[[ RECORD EXTRACTS open ]]

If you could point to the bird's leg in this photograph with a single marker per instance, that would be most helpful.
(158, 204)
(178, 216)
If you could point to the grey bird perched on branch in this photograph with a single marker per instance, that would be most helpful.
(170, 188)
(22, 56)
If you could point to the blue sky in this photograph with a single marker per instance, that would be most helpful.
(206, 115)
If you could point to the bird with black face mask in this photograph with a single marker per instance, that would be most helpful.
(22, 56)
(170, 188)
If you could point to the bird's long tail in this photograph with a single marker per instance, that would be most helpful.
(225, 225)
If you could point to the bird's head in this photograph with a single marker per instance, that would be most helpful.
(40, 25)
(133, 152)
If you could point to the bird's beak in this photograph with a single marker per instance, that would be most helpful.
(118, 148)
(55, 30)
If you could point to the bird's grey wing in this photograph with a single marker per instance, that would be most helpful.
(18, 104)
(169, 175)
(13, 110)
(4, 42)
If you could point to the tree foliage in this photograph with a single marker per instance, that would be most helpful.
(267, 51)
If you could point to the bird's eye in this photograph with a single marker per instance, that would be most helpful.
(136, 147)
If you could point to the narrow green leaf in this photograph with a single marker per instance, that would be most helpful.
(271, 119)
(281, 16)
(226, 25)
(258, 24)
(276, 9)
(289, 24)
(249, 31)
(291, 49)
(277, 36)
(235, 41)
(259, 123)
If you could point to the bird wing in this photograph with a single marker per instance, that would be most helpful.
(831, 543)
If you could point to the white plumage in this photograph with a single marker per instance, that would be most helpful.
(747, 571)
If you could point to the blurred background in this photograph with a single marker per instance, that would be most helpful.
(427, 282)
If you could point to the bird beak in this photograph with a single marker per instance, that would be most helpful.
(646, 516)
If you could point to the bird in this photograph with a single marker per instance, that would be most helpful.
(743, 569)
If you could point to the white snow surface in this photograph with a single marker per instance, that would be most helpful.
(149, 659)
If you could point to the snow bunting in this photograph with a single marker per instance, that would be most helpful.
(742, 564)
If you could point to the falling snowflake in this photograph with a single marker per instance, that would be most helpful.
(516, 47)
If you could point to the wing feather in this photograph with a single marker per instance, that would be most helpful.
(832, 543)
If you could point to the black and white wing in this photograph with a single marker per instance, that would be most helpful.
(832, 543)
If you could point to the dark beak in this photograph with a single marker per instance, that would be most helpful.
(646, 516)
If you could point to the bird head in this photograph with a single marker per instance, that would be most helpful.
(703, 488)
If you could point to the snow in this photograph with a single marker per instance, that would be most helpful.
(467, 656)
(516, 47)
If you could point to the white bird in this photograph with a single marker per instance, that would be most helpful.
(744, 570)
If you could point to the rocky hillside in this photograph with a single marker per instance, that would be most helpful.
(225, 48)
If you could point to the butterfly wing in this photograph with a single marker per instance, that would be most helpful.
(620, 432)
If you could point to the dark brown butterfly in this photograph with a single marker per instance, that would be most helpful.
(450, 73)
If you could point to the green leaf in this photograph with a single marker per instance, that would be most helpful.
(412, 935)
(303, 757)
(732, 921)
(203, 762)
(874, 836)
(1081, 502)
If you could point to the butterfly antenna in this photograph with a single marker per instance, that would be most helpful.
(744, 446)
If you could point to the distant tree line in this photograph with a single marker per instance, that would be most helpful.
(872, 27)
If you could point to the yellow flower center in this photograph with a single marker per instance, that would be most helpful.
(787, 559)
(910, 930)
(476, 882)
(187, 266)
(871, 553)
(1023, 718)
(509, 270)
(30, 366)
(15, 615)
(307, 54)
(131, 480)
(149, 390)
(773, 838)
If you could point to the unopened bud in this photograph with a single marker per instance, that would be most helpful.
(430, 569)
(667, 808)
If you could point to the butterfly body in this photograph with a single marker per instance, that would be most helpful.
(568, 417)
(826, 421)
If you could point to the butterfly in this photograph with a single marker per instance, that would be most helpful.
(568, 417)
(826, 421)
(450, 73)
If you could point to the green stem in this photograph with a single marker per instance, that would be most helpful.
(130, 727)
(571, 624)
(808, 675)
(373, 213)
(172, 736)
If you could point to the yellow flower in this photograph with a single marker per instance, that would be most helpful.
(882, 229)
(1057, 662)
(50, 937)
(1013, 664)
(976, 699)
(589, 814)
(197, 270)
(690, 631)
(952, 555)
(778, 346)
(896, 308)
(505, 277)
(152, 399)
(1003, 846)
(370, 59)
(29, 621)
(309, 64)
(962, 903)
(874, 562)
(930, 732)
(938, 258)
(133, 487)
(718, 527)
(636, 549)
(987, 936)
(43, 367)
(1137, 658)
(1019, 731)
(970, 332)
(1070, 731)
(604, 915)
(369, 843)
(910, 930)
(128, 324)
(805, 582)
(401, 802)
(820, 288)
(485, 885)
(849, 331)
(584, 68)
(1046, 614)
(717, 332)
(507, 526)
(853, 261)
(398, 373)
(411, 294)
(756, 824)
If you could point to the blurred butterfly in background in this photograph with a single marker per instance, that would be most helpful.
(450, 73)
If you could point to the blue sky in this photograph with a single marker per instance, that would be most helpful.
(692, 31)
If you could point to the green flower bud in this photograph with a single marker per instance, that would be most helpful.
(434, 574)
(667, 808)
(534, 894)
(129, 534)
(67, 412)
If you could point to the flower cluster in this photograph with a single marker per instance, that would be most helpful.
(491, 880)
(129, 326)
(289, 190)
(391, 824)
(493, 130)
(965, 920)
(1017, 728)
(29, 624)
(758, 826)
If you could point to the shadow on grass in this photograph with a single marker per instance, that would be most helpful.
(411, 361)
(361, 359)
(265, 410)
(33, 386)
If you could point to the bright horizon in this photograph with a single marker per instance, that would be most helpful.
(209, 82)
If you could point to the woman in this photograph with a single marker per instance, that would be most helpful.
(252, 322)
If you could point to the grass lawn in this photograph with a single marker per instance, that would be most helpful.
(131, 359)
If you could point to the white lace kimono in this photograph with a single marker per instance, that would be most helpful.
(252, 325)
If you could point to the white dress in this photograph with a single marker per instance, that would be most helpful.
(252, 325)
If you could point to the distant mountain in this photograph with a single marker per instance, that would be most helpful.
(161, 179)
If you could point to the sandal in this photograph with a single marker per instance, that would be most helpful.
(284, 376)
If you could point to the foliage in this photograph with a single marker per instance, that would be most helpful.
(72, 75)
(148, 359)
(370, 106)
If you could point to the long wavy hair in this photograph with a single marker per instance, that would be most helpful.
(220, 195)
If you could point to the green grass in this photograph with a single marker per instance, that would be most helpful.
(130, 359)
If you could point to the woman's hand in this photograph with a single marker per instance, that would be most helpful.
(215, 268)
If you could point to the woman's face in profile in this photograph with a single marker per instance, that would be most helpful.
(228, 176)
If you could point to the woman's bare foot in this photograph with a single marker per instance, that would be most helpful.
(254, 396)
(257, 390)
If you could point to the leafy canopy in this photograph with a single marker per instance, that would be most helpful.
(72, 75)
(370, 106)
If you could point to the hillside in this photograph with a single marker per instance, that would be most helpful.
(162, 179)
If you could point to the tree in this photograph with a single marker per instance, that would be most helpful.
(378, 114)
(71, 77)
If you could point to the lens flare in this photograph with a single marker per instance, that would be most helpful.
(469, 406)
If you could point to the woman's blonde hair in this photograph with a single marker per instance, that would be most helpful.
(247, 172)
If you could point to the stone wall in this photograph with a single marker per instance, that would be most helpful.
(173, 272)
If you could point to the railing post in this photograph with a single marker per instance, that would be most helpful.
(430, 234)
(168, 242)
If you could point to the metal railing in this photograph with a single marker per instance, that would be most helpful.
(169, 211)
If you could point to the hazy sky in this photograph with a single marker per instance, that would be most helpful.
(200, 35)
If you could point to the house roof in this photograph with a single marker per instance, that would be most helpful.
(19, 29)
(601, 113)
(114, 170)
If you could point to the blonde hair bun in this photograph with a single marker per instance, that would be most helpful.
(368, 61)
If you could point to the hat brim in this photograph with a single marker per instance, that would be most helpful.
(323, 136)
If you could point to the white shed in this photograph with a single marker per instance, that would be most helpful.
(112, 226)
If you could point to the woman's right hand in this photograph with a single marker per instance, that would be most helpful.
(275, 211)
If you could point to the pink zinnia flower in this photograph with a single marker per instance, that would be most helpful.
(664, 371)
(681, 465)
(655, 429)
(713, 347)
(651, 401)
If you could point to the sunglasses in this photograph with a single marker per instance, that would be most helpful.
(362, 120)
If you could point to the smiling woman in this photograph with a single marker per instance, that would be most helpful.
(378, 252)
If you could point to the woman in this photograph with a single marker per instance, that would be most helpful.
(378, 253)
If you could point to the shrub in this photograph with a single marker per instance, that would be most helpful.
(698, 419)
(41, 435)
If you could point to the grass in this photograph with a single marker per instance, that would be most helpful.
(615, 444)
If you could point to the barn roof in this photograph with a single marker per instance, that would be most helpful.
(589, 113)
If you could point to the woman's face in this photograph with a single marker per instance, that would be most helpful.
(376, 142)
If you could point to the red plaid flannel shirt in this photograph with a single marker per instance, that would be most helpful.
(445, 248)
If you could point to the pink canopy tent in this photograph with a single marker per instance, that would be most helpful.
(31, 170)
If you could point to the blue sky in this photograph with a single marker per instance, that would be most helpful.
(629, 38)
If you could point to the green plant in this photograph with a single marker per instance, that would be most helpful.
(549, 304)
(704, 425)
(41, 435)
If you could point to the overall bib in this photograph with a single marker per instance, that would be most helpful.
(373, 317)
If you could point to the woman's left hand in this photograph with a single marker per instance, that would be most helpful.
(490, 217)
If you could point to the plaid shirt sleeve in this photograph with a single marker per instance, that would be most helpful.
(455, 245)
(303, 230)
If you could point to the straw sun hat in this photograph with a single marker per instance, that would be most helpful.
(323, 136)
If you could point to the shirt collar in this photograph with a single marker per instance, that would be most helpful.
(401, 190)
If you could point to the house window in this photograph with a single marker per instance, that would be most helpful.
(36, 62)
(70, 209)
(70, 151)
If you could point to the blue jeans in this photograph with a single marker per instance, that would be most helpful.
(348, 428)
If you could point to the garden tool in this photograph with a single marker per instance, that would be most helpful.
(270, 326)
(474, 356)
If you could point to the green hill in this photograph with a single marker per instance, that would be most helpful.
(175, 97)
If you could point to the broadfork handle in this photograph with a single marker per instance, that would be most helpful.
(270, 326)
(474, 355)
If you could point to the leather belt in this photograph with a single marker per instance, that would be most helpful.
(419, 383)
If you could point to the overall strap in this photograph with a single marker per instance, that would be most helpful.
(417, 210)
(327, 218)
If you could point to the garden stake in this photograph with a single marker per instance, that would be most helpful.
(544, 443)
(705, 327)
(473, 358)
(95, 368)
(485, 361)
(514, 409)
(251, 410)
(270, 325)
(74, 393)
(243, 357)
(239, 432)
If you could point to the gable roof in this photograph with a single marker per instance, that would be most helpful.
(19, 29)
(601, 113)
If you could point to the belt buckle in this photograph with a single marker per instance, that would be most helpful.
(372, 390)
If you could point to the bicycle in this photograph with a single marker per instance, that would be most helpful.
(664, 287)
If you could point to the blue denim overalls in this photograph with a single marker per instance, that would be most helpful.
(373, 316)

[[ RECORD EXTRACTS closed ]]

Transcribe, word for word, every line from the one containing "If you could point to the bicycle" through the final line of the entries, and nothing else.

--- COMPLETED EXERCISE ---
If you could point to the bicycle in this photograph with a single marker per instance, that would be most helpful.
(664, 287)
If you could point to the blue denim overalls in this photograph with a single marker per instance, that would be most helpful.
(373, 316)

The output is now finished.